[Brief]
Can you give the stretch of the listing below, from the line that contains "Note: point out the main wheel" through the line that contains "point(1163, 191)", as a Markdown table with the columns Row and Text, numbering each line and leaving out any blank lines?

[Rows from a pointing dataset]
=-=-=
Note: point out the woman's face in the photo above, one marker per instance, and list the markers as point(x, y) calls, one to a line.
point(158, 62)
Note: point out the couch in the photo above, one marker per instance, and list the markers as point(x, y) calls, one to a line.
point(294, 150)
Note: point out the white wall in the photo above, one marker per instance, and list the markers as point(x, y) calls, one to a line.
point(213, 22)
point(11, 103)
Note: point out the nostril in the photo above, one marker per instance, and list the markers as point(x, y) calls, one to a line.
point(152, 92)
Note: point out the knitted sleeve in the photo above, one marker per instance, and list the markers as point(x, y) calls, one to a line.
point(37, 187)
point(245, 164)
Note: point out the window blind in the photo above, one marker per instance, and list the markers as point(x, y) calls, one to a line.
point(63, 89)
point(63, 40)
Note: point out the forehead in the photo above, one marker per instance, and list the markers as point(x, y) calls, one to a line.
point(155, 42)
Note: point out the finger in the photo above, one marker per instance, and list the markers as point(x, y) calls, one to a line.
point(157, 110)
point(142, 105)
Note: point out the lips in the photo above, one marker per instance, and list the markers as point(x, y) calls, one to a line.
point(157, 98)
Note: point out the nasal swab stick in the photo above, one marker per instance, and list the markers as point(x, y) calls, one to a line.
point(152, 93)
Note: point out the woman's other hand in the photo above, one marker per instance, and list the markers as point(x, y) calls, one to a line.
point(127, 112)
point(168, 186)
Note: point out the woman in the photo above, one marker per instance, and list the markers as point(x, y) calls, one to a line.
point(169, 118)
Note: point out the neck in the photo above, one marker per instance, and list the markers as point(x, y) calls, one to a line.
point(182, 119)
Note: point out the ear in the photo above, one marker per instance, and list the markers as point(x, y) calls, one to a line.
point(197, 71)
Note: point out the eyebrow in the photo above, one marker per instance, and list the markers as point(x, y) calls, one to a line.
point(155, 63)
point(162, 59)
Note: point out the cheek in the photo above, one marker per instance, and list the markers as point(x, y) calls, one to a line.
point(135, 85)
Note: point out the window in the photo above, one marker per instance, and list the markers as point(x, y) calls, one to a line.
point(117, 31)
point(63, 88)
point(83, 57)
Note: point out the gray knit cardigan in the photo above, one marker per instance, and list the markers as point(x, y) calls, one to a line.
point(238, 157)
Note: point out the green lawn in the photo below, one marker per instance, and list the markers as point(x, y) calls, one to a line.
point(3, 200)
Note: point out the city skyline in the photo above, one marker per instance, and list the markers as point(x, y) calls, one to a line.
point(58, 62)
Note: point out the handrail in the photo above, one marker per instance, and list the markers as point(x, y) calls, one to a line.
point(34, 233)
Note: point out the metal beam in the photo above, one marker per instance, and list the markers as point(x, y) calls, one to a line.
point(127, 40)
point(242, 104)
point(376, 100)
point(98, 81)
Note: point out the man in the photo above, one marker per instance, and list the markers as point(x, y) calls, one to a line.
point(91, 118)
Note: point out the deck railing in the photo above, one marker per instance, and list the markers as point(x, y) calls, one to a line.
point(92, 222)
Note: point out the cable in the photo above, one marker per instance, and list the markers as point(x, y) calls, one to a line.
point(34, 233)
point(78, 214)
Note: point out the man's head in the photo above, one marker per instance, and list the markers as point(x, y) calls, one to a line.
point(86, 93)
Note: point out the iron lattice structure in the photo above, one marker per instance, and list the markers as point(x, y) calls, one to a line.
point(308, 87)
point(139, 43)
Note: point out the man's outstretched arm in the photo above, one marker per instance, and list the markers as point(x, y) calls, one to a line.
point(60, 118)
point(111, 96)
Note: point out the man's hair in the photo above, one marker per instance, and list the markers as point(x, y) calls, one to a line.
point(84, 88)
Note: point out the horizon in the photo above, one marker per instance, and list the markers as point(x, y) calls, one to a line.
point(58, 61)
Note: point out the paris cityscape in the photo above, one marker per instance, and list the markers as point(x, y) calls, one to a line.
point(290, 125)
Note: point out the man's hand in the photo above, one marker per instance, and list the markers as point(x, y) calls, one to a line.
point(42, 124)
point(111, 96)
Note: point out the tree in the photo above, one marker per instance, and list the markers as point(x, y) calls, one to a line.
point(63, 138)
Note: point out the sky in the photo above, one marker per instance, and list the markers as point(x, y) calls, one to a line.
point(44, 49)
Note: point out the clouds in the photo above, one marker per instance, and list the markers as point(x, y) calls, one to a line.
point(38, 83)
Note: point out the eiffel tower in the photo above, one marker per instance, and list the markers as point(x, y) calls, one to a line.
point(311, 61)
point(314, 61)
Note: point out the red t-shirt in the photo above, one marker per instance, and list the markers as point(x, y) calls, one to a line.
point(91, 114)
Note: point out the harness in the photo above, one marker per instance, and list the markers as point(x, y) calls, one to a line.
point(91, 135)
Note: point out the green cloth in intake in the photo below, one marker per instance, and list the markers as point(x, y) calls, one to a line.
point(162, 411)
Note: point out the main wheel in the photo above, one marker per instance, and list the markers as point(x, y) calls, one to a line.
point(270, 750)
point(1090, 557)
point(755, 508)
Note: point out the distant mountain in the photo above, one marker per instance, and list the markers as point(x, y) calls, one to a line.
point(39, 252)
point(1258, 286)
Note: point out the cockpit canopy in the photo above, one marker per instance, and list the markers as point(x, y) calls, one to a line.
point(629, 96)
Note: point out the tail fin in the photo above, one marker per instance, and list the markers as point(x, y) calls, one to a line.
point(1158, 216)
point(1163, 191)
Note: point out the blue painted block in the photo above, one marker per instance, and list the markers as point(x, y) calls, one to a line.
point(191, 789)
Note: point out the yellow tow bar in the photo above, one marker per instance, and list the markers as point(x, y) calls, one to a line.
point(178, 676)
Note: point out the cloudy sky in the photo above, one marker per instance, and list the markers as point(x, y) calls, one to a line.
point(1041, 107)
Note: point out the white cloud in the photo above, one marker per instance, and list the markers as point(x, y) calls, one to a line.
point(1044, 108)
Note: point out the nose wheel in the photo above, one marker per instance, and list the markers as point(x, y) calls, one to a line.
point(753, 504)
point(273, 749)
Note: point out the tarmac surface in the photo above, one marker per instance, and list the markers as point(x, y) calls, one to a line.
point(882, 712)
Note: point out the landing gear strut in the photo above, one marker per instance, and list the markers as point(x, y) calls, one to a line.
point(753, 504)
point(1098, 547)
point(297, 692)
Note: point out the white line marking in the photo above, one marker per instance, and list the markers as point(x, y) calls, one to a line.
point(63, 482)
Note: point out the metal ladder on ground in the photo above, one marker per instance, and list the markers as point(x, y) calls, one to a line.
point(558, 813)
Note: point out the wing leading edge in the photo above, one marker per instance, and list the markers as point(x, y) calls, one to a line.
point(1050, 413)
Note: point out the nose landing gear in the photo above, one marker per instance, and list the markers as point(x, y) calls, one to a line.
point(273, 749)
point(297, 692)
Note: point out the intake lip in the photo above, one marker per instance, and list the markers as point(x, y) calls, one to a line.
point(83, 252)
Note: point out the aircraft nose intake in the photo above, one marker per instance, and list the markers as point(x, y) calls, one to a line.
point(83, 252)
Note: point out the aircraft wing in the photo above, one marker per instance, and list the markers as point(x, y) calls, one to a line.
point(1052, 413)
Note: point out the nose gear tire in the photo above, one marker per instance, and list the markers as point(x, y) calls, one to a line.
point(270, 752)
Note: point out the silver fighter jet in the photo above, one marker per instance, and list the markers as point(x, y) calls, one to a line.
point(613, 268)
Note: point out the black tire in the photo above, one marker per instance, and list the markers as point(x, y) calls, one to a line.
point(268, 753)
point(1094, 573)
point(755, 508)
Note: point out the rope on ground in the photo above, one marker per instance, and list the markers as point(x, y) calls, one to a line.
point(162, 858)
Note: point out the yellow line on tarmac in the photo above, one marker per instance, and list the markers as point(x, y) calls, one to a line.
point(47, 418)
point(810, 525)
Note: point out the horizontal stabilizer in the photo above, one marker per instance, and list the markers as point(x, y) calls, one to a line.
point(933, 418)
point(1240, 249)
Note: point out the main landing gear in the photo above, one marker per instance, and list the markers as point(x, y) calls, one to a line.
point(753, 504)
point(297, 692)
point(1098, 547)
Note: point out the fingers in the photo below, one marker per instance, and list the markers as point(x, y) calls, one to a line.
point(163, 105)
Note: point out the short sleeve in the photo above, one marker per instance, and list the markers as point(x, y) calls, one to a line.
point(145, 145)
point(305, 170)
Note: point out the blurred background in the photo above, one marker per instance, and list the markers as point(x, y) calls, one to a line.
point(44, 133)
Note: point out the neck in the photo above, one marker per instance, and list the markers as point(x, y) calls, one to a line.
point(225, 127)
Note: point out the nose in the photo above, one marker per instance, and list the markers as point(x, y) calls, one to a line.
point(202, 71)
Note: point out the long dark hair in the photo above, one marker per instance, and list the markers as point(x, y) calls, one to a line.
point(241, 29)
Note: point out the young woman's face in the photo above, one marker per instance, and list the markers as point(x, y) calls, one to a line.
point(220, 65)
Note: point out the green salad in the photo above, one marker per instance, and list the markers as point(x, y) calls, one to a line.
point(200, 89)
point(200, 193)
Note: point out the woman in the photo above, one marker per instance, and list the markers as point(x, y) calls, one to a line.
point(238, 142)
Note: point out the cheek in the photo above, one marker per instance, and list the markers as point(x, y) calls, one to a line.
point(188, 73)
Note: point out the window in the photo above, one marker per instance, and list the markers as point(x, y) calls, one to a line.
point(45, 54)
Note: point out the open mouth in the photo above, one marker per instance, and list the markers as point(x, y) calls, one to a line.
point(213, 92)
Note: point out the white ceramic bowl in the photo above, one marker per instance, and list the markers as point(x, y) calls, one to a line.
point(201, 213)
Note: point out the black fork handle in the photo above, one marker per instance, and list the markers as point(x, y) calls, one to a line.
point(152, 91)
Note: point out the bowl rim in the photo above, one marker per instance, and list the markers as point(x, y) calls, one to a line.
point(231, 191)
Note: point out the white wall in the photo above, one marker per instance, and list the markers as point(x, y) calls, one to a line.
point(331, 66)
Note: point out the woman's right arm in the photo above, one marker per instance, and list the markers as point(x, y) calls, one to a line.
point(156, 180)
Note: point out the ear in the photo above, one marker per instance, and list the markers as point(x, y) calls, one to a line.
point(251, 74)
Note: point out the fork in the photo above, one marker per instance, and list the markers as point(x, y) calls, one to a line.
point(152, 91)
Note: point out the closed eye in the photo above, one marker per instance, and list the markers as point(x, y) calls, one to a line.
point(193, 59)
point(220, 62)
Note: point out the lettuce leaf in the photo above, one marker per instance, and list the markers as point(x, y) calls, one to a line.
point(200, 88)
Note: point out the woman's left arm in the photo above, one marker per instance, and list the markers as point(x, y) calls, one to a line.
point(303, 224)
=-=-=
[Complete answer]
| Row | Text |
|---|---|
| 1 | Note: point out the main wheel in the photo above, one marker per instance, and list the markers as point(x, y) calls, one to a line. |
| 2 | point(270, 750) |
| 3 | point(1090, 557) |
| 4 | point(755, 508) |
| 5 | Note: point out the distant mountain in the photo above, one marker per instance, and list the markers as point(x, y) calls, one to a line. |
| 6 | point(39, 252) |
| 7 | point(1258, 286) |
| 8 | Note: point out the cockpit canopy in the photo above, one marker per instance, and list the markers as point(x, y) calls, one to a line. |
| 9 | point(629, 96) |
| 10 | Note: point out the tail fin in the photo above, one marker per instance, and list the markers as point(x, y) calls, one to a line. |
| 11 | point(1158, 216) |
| 12 | point(1163, 191) |